Given instruction 1: From the Enlightenment essay, return the passage between "The great thinkers" and "they personally valued.", inclusive, copied word for word.
Given instruction 2: Carry the Enlightenment essay forward from its last sentence.

## Begin Page excerpt

The Age of Enlightenment (aka the Age of Reason) was an intellectual and philosophical movement spawned in the 15th and 16th centuries with the Renaissance and went on to dominate Europe during the 17th and 18th centuries.

The ideas and values that emerged during that period transformed the world and laid the foundation for the preeminence and greatness of the original “West.”

Some of the ideas, values and virtues included:

  • Sovereignty of the individual
  • Freedom of speech
  • Freedom of association
  • Private property rights
  • Pursuit of knowledge
  • Separation of church and state
  • Reason and science
  • Right to defend oneself
  • Freedom of belief/of and from religion

The great thinkers of the west came to realize that the atomic constituent of a society was the individual, and that he and his private property must be held sacred above all.

They realized that in order for truth to be discovered, these sovereign individuals must be free to speak, free to explore ideas, free to challenge each other and as such either correct their errors or build upon the principles and ideas found to be true.

They sought the development of a responsible and robust society, whose members had the capacity to defend themselves, and to voluntarily organize around causes, ideas, beliefs or philosophies they personally valued.

The founding fathers made significant attempts to encode these values into what has been the greatest political Constitution to date, in particular the First and Second Amendments, and from that emerged the greatest economic and political power since the dawn of time.

Unfortunately, the values the West was built upon, and the constitutions designed to uphold them have all but vanished under the banners of collectivism, politics, rights, dependencies, entitlements, compliance and dogmatic obedience to representative government overlords.

The heroes whose shoulders we stand on are rolling in their graves right about now.

As a result, and for the sake of our future generations, the time has come for a new constitution: one that is not rooted in politics or paper, but in economics and energy.

Bitcoin is a voluntary digital constitution which operates in accordance with natural laws, has no rewind button, cannot be simulated, is beyond the reach of any organization, group or institution and treats everyone the same much like gravity, the speed of light or any other physical law does.

## End Page excerpt
## Begin Dataset excerpts

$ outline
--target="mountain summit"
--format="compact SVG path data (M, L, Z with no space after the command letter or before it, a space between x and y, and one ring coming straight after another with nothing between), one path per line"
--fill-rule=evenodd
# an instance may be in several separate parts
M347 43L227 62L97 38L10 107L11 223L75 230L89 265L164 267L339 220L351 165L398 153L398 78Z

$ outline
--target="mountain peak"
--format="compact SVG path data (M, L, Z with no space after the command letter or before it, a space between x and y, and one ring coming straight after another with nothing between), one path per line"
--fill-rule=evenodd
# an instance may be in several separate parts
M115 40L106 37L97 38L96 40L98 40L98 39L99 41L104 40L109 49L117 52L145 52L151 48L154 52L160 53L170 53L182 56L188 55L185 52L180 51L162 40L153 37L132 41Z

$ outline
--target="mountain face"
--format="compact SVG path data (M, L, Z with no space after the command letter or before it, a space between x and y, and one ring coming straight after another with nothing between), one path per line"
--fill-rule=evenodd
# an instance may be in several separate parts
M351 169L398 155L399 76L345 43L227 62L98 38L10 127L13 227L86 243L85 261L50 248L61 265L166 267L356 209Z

## End Dataset excerpts

Written answer 1:
The great thinkers of the west came to realize that the atomic constituent of a society was the individual, and that he and his private property must be held sacred above all.

They realized that in order for truth to be discovered, these sovereign individuals must be free to speak, free to explore ideas, free to challenge each other and as such either correct their errors or build upon the principles and ideas found to be true.

They sought the development of a responsible and robust society, whose members had the capacity to defend themselves, and to voluntarily organize around causes, ideas, beliefs or philosophies they personally valued.

Written answer 2:
“Finally, Bitcoin doesn’t care what you think. It doesn’t care about anything. What you think doesn’t matter; that is the ultimate power of Bitcoin. Bitcoin is like a force of nature. You must conform to ethical standards of behavior in the Bitcoin-mediated world, or starve, since the option of violence is taken off of the table.” — Beautyon, “Bitcoin is not Democratic,” 2014

Upon this substrate, society can be rebuilt and the Enlightenment values we’ve lost in the maelstrom of the modern state can once again guide us toward a life of meaning, a life of progress, and a life of prosperity.

With that in mind, what about the walls and structures we build atop it?

Let’s now turn our attention toward a series of factors that need to be addressed if we’re to establish a more robust, truthful and sound world.

Incentives Matter

One of the simplest and most basic axioms of economics is that you will get more of that which is subsidized or incentivised, and less of that which is disincentivised.

Democracy is bound by its own aspirations to cushion everyone and create a safety net. In doing so, society must cater for the lowest common denominator of human, across almost every dimension.

On the surface, it’s a noble-sounding idea. Give everyone the same rights, give everyone a voice, give everyone a say. Remove variable risks, consequences or danger by cushioning or covering it up.

But in practice it’s a completely different thing.
It creates ALL the wrong incentives:

  • Democracy ignores relative economic value or input, giving the same voice to everyone
  • Democracy gives lazy people and parasites a legal mechanism (an environment) via which to feed on more productive people
  • Democracy makes politicking the primary survival strategy, not productivity
  • Democracy gives everyone the dangerous idea that they have a say in another’s private affairs
  • places private property second to public property

In short, democracy caters for the lowest common denominator in society and thus incentivises people to continue to lower their standards in a perpetual downward spiral. A true tragedy of the commons.

Socialism and communism are similar, except instead of just creating the environment for parasitic behavior and incentivising the lowering of standards, they actually enforce equality by making sure everyone becomes the lowest, worst version of themselves.

They’re just more extreme, brutal and violent ways to get to the exact same end – obviously worse, but in some senses better because people can more quickly see it and revolt. Democracy is far more insidious.

Nevertheless, we have hope.

On a Bitcoin standard, productivity, competition, savings, accurate decision-making, efficiency, efficacy, economisation, quality, prudence, patience, profit, responsibility, work, cooperation and longer time horizons are incentivised.

Wastage, spending, consumption, mistakes, losses, sin, theft, violence, risk, dependence and high time preferences are disincentivised.

This happens at the individual and local level now, despite how early we are, and despite all of the madness, noise, scams, ransoms, theft and the like in and around the broader “Bitcoin industry.” The strength of the incentives and disincentives will only increase as we transition beyond the interregnum.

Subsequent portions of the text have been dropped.